▸ Work order:
Every line below needs to be printed again exactly, without any of its pictures.

▸ Task data:

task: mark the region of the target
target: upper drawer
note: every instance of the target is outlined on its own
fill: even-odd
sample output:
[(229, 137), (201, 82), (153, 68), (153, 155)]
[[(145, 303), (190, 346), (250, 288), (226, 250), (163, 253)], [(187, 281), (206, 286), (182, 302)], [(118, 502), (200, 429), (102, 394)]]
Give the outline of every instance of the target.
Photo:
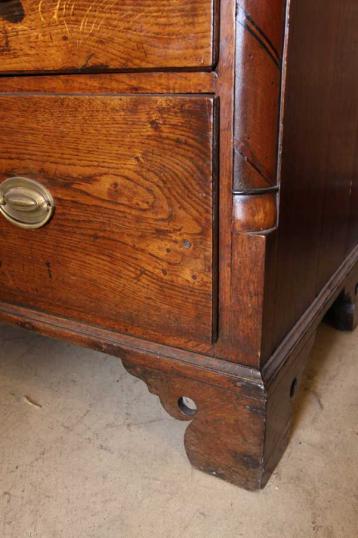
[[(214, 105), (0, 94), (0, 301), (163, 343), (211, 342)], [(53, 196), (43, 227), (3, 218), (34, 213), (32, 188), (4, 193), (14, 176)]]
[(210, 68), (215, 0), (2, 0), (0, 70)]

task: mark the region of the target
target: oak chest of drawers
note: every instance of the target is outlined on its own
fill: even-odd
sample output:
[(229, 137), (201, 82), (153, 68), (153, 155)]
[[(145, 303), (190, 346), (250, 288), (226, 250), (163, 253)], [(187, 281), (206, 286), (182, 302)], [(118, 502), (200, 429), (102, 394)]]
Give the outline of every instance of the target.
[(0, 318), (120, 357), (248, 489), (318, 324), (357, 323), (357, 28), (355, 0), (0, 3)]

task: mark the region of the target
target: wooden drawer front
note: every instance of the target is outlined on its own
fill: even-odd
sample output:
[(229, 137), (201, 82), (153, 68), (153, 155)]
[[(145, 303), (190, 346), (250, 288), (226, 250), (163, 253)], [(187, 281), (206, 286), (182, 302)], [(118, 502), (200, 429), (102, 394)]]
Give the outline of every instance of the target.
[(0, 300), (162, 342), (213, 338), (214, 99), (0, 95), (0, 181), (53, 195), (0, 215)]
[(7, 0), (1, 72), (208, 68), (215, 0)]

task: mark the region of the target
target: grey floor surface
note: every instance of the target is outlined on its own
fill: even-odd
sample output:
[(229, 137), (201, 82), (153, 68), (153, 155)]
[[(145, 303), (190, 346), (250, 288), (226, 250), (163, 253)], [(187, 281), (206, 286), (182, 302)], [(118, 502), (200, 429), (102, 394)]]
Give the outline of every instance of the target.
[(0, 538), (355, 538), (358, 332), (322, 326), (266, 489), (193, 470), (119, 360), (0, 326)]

▸ Result of this task:
task: mark the region of the target
target: upper drawer
note: every instance of the target is outlined on its own
fill: even-odd
sample output:
[(229, 137), (201, 82), (153, 68), (153, 155)]
[[(145, 303), (190, 346), (250, 288), (226, 250), (163, 253)], [(187, 281), (206, 286), (182, 302)], [(118, 502), (200, 429), (102, 394)]]
Give the outline of every instance of the target.
Photo:
[[(214, 105), (0, 94), (0, 301), (163, 343), (211, 342)], [(53, 196), (43, 227), (3, 218), (34, 213), (32, 188), (4, 193), (14, 176)]]
[(210, 68), (215, 0), (2, 0), (0, 70)]

task: mark the region of the target
target: oak chest of drawers
note: every instance of the target is outlined on its own
fill: even-odd
sample output:
[(229, 137), (201, 82), (153, 68), (153, 155)]
[[(145, 303), (190, 346), (250, 288), (226, 250), (163, 253)], [(187, 281), (206, 286), (182, 302)], [(118, 502), (200, 429), (102, 394)]]
Give the outline of every instance of the target.
[(0, 318), (120, 357), (248, 489), (318, 324), (357, 323), (357, 28), (355, 0), (0, 3)]

task: mark the region of the target
target: wooden drawer front
note: every instance of the target is outlined on its own
fill: even-odd
sample output:
[(229, 137), (201, 82), (153, 68), (153, 155)]
[[(145, 303), (190, 346), (250, 288), (226, 250), (163, 253)], [(187, 281), (206, 286), (182, 302)], [(118, 502), (200, 429), (102, 394)]]
Give the outline of every instance of the target.
[(0, 300), (162, 342), (213, 338), (214, 99), (0, 95), (0, 181), (53, 195), (0, 215)]
[(7, 0), (1, 72), (208, 68), (215, 0)]

task: mark the region of the target
target: grey floor surface
note: every instance of the target is outlined on its own
fill: even-odd
sample output:
[(229, 137), (201, 82), (153, 68), (153, 155)]
[[(145, 303), (190, 346), (250, 288), (226, 250), (163, 253)], [(187, 281), (206, 286), (182, 302)], [(118, 502), (200, 429), (102, 394)]]
Give the outline of every instance of the target.
[(0, 538), (355, 538), (358, 332), (322, 326), (266, 489), (193, 470), (119, 360), (0, 326)]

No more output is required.